■ Aufgabenstellung ■
Von welchem Hersteller stammt laut dem Forenbeitrag über Steckdosenleisten die 6-fach-Leiste, die dort an erster Stelle hängt?

# Große Steckdosenleiste -  Empfehlungen?



## DerKabelbinder (18. Oktober 2015)

*Große Steckdosenleiste -  Empfehlungen?*

Hey zusammen,

da ich zur Zeit noch relativ viele Geräte notdürftig an zwei Steckerleisten direkt hintereinander laufen habe, wollte ich mal fragen, ob ihr gegebenenfalls ein paar nennenswerte Empfehlungen für Leisten mit um die 10-12 Steckern parat habt. Angeschlossen sind z.B. zwei Gaming-PCs, Monitore, Boxen, Audio-Interface, Beleuchtung, Ladegerät etc...

An erster Stelle verwende ich momentan eine einfache 6-fach Steckdosenleiste von REV Ritter. Die war allerdings schon einmal defekt und wurde dann ausgetauscht, weil sie sich per "Fuß-Hupe" nicht mehr vom Netz trennen ließ. Dahinter hängt eine einfache 5-fach-Leiste.

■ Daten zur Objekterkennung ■
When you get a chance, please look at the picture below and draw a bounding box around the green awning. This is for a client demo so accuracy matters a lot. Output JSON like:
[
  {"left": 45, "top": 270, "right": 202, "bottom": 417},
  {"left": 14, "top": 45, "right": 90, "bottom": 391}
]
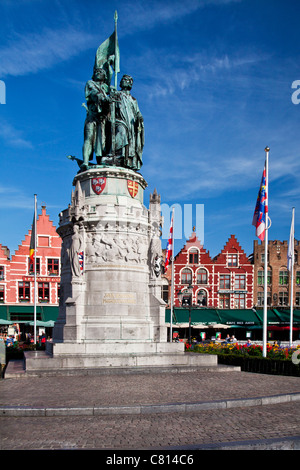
[
  {"left": 165, "top": 308, "right": 262, "bottom": 328},
  {"left": 218, "top": 308, "right": 261, "bottom": 327},
  {"left": 0, "top": 304, "right": 59, "bottom": 323},
  {"left": 273, "top": 308, "right": 300, "bottom": 324},
  {"left": 165, "top": 308, "right": 300, "bottom": 329},
  {"left": 165, "top": 308, "right": 223, "bottom": 325}
]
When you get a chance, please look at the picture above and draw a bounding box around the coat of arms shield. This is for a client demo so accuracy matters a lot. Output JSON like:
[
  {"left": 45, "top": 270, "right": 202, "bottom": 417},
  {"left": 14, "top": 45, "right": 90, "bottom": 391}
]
[{"left": 92, "top": 176, "right": 106, "bottom": 194}]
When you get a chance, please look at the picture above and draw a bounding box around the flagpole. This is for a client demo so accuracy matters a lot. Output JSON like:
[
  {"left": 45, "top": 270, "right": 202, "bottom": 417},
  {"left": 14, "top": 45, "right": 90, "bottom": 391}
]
[
  {"left": 170, "top": 207, "right": 175, "bottom": 343},
  {"left": 263, "top": 147, "right": 270, "bottom": 357},
  {"left": 288, "top": 207, "right": 295, "bottom": 348},
  {"left": 33, "top": 194, "right": 37, "bottom": 344}
]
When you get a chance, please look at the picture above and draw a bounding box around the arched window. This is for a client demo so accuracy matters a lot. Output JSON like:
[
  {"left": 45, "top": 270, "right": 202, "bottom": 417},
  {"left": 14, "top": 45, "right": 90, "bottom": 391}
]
[
  {"left": 197, "top": 289, "right": 207, "bottom": 307},
  {"left": 279, "top": 268, "right": 289, "bottom": 286},
  {"left": 197, "top": 269, "right": 207, "bottom": 284},
  {"left": 189, "top": 248, "right": 199, "bottom": 264},
  {"left": 181, "top": 268, "right": 192, "bottom": 284}
]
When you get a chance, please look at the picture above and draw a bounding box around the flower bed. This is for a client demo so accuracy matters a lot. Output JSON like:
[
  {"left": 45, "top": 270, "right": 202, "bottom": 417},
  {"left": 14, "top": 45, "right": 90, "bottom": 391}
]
[{"left": 186, "top": 343, "right": 300, "bottom": 377}]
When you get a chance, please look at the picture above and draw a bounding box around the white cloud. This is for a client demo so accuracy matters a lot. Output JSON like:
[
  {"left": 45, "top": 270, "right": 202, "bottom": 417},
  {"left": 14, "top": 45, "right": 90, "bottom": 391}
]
[
  {"left": 0, "top": 119, "right": 33, "bottom": 149},
  {"left": 0, "top": 26, "right": 95, "bottom": 77}
]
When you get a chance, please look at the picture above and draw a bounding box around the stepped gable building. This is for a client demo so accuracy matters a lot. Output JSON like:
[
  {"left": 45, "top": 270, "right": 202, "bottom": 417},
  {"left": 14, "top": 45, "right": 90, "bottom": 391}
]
[
  {"left": 214, "top": 235, "right": 254, "bottom": 309},
  {"left": 168, "top": 232, "right": 254, "bottom": 309},
  {"left": 253, "top": 240, "right": 300, "bottom": 308},
  {"left": 0, "top": 206, "right": 61, "bottom": 322}
]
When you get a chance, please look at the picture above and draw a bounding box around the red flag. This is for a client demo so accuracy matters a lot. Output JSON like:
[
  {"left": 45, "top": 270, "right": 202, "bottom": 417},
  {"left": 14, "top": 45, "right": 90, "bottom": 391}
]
[
  {"left": 252, "top": 164, "right": 268, "bottom": 240},
  {"left": 29, "top": 211, "right": 35, "bottom": 270}
]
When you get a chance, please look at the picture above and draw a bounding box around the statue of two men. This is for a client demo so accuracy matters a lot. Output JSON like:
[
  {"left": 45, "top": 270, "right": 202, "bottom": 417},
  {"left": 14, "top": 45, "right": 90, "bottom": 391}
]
[{"left": 83, "top": 67, "right": 144, "bottom": 170}]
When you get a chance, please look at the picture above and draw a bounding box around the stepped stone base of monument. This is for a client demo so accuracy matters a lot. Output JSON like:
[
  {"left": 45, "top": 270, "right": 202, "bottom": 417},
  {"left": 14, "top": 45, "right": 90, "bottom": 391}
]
[{"left": 25, "top": 343, "right": 240, "bottom": 376}]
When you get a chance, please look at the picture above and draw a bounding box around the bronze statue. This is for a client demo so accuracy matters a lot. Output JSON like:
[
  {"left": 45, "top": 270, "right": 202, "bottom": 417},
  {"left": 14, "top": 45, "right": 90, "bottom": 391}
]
[{"left": 68, "top": 13, "right": 144, "bottom": 171}]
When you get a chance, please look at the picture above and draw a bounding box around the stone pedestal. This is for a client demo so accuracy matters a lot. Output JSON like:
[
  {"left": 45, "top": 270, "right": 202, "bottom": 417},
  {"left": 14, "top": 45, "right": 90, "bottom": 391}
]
[
  {"left": 53, "top": 167, "right": 167, "bottom": 353},
  {"left": 26, "top": 167, "right": 216, "bottom": 373}
]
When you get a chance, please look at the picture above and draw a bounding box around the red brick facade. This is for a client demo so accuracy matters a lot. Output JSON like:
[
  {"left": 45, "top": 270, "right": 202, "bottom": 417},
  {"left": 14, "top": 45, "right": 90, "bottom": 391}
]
[
  {"left": 253, "top": 240, "right": 300, "bottom": 308},
  {"left": 0, "top": 206, "right": 61, "bottom": 316},
  {"left": 167, "top": 232, "right": 254, "bottom": 309}
]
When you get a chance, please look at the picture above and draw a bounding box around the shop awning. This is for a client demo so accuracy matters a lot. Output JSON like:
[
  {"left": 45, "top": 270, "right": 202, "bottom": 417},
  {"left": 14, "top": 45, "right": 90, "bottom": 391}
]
[
  {"left": 165, "top": 308, "right": 223, "bottom": 325},
  {"left": 165, "top": 308, "right": 300, "bottom": 330}
]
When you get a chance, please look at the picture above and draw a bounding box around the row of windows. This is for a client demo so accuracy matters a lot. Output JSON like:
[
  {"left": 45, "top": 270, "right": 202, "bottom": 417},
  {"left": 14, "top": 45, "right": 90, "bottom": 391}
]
[
  {"left": 257, "top": 291, "right": 300, "bottom": 307},
  {"left": 0, "top": 281, "right": 60, "bottom": 303},
  {"left": 0, "top": 258, "right": 59, "bottom": 280},
  {"left": 181, "top": 268, "right": 246, "bottom": 289}
]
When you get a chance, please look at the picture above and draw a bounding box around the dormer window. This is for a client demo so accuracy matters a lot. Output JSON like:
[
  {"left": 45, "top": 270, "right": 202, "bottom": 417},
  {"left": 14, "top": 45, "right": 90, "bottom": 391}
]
[{"left": 227, "top": 254, "right": 238, "bottom": 267}]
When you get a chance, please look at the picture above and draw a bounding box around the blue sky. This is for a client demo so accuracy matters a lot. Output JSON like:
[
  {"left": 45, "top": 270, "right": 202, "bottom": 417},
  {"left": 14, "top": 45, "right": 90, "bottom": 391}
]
[{"left": 0, "top": 0, "right": 300, "bottom": 256}]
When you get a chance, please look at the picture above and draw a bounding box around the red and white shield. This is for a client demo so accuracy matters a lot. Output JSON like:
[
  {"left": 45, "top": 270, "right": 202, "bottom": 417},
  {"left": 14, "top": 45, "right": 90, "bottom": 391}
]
[
  {"left": 127, "top": 180, "right": 139, "bottom": 197},
  {"left": 92, "top": 176, "right": 106, "bottom": 194}
]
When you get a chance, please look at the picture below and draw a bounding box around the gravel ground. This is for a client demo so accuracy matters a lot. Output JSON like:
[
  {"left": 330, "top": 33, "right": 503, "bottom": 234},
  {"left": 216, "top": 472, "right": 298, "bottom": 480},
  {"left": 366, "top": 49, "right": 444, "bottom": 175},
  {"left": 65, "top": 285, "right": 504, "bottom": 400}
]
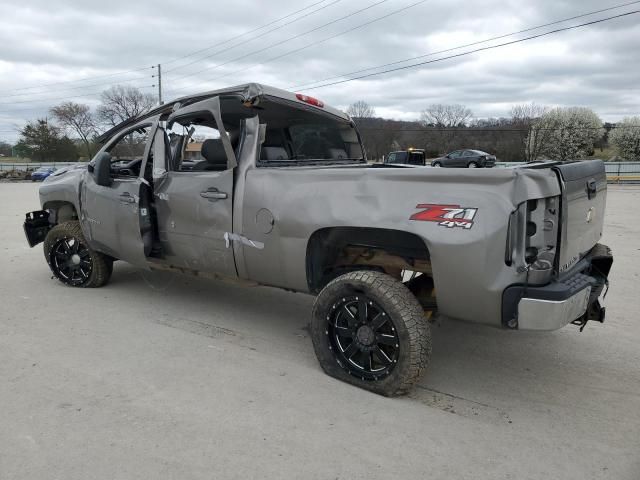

■ Lösung ■
Von REV Ritter.